▶ _Your objective_
Put the material below into a Markdown table with two columns, Row and Line. Number each line in the Row column and leave out the blank lines.

▶ _Records for the task_

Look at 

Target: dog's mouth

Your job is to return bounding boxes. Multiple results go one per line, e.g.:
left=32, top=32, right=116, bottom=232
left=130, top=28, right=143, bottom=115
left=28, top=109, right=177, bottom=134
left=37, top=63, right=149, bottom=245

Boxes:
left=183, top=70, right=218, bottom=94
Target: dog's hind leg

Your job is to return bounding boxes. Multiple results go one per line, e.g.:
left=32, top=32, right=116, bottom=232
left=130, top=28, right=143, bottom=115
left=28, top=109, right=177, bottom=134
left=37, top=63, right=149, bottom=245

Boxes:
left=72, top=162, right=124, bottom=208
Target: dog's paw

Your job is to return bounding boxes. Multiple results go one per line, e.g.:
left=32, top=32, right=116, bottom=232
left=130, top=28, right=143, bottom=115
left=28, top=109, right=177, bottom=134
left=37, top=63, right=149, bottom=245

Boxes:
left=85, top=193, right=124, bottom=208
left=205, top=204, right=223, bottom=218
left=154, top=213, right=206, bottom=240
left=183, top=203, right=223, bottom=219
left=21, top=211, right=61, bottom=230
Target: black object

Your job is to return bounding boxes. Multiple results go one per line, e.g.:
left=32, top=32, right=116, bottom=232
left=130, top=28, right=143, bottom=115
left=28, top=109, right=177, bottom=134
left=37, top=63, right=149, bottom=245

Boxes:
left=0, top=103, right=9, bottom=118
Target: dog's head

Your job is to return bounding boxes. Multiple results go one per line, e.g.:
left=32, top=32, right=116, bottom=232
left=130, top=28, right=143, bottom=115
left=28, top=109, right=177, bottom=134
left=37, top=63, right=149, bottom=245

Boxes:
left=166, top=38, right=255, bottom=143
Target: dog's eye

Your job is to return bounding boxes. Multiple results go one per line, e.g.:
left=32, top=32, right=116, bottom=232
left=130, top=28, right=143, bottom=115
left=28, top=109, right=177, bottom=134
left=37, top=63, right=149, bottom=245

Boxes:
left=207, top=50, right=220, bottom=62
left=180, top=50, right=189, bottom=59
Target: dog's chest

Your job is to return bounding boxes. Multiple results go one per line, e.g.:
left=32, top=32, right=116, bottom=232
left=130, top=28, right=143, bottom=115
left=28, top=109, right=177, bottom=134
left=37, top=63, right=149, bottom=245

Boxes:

▶ _The completed task_
| Row | Line |
|---|---|
| 1 | Look at  |
| 2 | Target: dog's mouth |
| 3 | Your job is to return bounding boxes. Multiple results go one per line, e.g.: |
| 4 | left=32, top=32, right=116, bottom=232 |
| 5 | left=130, top=28, right=143, bottom=115 |
| 6 | left=28, top=109, right=177, bottom=134 |
| 7 | left=37, top=63, right=149, bottom=245 |
| 8 | Boxes: |
| 9 | left=183, top=70, right=218, bottom=94 |
| 10 | Target: dog's hind leg |
| 11 | Your job is to return bounding boxes. Multiple results go one per line, e.g.: |
| 12 | left=32, top=32, right=116, bottom=232 |
| 13 | left=130, top=28, right=143, bottom=115 |
| 14 | left=28, top=109, right=177, bottom=134 |
| 15 | left=37, top=63, right=149, bottom=245 |
| 16 | Boxes: |
| 17 | left=72, top=162, right=124, bottom=208 |
| 18 | Target: dog's paw |
| 19 | Your job is to return bounding boxes. Multiple results go one per line, e.g.: |
| 20 | left=32, top=32, right=116, bottom=232 |
| 21 | left=130, top=28, right=143, bottom=115 |
| 22 | left=28, top=109, right=177, bottom=134 |
| 23 | left=37, top=63, right=149, bottom=245 |
| 24 | Boxes: |
| 25 | left=85, top=193, right=124, bottom=208 |
| 26 | left=205, top=204, right=223, bottom=218 |
| 27 | left=154, top=213, right=206, bottom=240 |
| 28 | left=183, top=203, right=223, bottom=219 |
| 29 | left=21, top=211, right=61, bottom=230 |
| 30 | Target: black object |
| 31 | Your job is to return bounding boxes. Multiple results go one per line, e.g.: |
| 32 | left=32, top=32, right=116, bottom=232 |
| 33 | left=130, top=28, right=143, bottom=115 |
| 34 | left=28, top=109, right=177, bottom=134 |
| 35 | left=37, top=63, right=149, bottom=245 |
| 36 | Boxes: |
| 37 | left=0, top=103, right=9, bottom=118 |
| 38 | Target: dog's head |
| 39 | Your job is to return bounding boxes. Multiple results go one per line, e.g.: |
| 40 | left=32, top=32, right=116, bottom=232 |
| 41 | left=130, top=28, right=143, bottom=115 |
| 42 | left=28, top=109, right=177, bottom=134 |
| 43 | left=37, top=63, right=149, bottom=245 |
| 44 | Boxes: |
| 45 | left=166, top=38, right=255, bottom=143 |
| 46 | Target: dog's eye |
| 47 | Your job is to return bounding boxes. Multiple results go one per line, e.g.: |
| 48 | left=32, top=32, right=116, bottom=232 |
| 49 | left=130, top=28, right=143, bottom=115 |
| 50 | left=28, top=109, right=177, bottom=134 |
| 51 | left=37, top=63, right=149, bottom=245 |
| 52 | Boxes: |
| 53 | left=207, top=50, right=220, bottom=62 |
| 54 | left=180, top=50, right=189, bottom=59 |
| 55 | Target: dog's chest |
| 56 | Your job is to return bounding boxes. Multiple results go one per line, e.g.: |
| 57 | left=32, top=32, right=116, bottom=232 |
| 58 | left=130, top=28, right=143, bottom=115 |
| 59 | left=28, top=109, right=177, bottom=134 |
| 60 | left=37, top=63, right=149, bottom=245 |
| 61 | Boxes: |